● **What the task requires**: One number is the whole answer: how many lines of the material hold "dried".

··········

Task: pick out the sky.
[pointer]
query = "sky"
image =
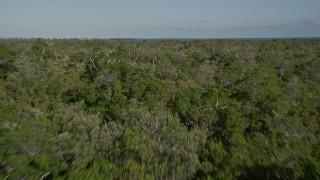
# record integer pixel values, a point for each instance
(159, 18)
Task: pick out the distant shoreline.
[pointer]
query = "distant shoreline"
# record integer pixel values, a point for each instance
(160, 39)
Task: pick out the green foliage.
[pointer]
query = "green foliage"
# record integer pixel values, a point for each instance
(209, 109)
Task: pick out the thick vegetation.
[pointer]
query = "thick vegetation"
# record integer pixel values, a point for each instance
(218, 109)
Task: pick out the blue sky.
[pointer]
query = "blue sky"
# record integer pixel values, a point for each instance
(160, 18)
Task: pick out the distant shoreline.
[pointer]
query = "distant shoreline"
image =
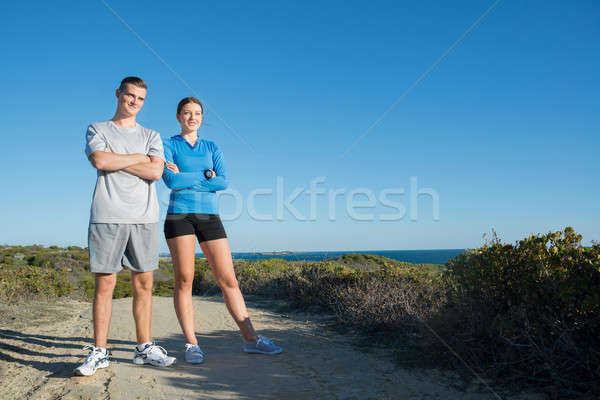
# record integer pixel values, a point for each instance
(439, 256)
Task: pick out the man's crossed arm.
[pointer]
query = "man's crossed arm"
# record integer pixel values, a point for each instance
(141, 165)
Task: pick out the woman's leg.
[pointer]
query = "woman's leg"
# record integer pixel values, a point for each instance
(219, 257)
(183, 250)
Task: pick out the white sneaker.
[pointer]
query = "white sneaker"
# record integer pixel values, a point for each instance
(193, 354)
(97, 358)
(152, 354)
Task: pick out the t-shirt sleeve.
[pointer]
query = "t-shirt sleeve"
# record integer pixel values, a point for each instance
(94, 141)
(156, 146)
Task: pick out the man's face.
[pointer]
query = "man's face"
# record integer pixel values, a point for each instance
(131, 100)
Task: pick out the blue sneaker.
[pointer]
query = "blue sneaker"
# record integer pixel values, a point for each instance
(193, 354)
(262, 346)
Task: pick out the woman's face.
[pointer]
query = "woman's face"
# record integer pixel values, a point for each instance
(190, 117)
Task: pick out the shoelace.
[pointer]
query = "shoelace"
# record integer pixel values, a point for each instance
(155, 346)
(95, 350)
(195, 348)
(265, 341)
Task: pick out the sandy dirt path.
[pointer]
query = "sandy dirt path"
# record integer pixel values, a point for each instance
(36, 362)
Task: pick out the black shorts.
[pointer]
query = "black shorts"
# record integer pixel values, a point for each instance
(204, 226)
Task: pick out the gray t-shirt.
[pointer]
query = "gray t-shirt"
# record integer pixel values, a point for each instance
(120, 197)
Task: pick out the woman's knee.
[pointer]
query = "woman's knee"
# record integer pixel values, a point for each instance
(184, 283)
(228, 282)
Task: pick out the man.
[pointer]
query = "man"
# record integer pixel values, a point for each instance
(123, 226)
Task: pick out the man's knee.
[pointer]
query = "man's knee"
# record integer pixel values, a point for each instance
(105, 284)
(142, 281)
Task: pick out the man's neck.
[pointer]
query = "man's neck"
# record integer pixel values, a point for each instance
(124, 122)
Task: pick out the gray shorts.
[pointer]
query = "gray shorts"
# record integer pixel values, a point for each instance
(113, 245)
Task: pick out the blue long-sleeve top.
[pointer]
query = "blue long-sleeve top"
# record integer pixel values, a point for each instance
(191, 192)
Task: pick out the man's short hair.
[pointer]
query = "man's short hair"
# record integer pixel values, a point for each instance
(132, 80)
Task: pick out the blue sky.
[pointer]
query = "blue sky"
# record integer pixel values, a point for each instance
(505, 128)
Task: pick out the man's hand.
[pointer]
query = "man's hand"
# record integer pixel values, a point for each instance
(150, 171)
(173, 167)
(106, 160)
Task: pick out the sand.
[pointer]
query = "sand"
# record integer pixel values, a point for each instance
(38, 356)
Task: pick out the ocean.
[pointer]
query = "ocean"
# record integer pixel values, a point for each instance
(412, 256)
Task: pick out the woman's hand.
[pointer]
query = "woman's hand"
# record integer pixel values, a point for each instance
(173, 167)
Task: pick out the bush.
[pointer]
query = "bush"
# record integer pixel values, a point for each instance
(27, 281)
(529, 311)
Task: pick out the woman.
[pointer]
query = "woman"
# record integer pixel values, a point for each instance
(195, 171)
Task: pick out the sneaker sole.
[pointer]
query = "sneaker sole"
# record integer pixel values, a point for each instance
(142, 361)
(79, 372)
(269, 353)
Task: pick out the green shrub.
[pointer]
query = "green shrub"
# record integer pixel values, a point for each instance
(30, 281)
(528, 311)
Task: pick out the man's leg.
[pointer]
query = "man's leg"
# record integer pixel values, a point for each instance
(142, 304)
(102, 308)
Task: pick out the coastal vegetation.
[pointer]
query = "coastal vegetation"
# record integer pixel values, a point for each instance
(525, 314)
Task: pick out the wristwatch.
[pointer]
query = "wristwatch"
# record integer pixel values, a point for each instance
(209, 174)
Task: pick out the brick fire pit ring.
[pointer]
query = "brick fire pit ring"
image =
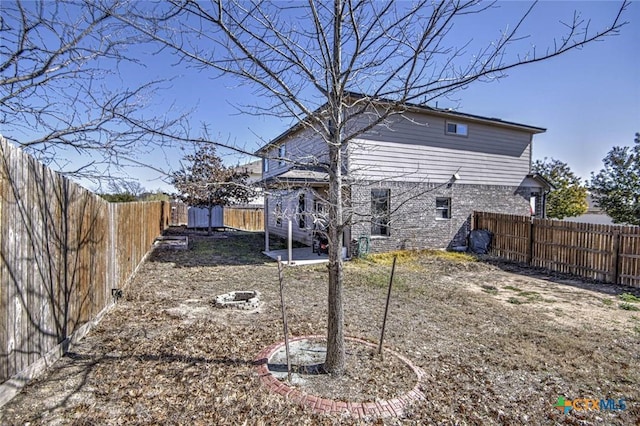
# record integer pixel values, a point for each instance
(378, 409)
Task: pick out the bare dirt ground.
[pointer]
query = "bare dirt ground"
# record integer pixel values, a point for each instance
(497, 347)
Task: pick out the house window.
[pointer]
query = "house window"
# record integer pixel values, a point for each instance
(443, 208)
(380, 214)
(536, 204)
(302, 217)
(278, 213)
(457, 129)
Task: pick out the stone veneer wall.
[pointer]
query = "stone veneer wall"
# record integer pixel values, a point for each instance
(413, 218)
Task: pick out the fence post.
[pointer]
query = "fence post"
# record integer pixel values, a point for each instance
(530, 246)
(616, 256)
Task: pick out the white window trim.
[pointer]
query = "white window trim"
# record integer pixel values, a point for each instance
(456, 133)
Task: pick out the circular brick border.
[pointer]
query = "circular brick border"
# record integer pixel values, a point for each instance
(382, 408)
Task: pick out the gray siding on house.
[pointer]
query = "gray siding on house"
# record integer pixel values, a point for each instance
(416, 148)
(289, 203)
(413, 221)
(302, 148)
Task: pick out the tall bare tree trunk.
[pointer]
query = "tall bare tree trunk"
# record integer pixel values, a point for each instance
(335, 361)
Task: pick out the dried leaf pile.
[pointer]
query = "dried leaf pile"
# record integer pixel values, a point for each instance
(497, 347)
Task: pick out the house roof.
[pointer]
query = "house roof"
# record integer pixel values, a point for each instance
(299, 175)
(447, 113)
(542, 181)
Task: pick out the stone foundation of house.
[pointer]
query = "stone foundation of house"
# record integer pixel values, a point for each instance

··········

● **Exercise result**: 2